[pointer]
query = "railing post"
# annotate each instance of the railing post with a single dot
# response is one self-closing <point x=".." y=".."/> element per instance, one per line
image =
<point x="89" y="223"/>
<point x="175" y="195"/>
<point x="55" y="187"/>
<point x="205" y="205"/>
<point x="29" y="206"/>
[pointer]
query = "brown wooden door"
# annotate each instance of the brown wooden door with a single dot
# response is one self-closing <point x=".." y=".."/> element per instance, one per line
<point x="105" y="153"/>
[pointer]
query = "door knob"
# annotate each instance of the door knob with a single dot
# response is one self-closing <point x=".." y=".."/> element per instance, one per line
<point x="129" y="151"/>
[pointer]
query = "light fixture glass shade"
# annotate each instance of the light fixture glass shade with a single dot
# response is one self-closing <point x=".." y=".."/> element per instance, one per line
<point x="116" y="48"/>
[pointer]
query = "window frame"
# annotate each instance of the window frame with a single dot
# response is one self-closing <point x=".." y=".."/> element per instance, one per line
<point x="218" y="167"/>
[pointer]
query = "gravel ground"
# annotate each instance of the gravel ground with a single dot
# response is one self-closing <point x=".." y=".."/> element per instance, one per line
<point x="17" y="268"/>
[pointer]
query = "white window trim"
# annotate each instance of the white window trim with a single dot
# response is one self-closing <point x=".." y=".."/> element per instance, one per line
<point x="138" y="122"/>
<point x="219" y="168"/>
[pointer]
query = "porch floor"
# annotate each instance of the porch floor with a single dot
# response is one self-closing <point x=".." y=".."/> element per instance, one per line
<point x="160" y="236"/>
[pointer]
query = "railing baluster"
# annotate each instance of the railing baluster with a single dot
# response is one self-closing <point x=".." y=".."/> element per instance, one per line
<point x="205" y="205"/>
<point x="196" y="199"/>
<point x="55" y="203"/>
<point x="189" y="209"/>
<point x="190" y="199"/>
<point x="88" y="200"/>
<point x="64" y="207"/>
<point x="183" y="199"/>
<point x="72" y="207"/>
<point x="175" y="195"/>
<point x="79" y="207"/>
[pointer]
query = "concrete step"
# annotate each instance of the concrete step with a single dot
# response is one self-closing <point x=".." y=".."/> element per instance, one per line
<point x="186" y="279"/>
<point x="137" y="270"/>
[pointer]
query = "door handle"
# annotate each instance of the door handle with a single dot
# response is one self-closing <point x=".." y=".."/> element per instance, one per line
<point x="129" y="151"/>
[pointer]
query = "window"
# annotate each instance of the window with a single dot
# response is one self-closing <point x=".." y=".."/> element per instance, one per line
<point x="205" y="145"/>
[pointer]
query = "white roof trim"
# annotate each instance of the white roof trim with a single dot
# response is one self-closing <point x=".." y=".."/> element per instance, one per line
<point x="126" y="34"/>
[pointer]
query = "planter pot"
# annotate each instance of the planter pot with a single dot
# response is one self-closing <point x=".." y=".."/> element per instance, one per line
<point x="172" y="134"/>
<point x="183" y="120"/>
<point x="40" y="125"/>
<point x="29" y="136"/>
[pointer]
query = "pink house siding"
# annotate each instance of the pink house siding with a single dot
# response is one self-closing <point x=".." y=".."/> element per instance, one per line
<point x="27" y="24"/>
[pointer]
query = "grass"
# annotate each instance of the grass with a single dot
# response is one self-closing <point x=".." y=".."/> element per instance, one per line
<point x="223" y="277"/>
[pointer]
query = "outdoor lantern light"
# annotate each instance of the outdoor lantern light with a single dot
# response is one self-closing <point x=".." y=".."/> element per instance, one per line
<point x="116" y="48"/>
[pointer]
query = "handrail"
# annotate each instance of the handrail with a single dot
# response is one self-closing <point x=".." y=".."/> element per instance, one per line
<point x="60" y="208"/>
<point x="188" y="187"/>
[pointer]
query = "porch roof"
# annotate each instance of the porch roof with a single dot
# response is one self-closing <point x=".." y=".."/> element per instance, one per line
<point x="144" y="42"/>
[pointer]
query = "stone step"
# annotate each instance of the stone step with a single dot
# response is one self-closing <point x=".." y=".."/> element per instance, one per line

-*-

→ TASK REQUIREMENTS
Above are the lines; repeat exactly the ones from the line containing "# annotate each instance of the railing baluster" down to the line containing "# annotate each instance of the window with", both inclusive.

→ EXERCISE RESULT
# annotate each instance of the railing baluster with a single dot
# response is one self-closing <point x=".." y=".."/> element per instance, one per line
<point x="205" y="205"/>
<point x="196" y="199"/>
<point x="55" y="203"/>
<point x="189" y="209"/>
<point x="190" y="199"/>
<point x="88" y="200"/>
<point x="64" y="207"/>
<point x="183" y="199"/>
<point x="72" y="207"/>
<point x="175" y="195"/>
<point x="79" y="207"/>
[pointer]
query = "concrete step"
# annotate each instance of the concrete step with a single dot
# response is one self-closing <point x=".." y=".."/> element per instance, one per line
<point x="186" y="279"/>
<point x="137" y="270"/>
[pointer]
query = "door handle"
# annotate each instance of the door handle with a single dot
# response is one self-closing <point x=".." y=".."/> element per instance, one per line
<point x="129" y="151"/>
[pointer]
query = "window"
# annotate each instance of the window with a single dot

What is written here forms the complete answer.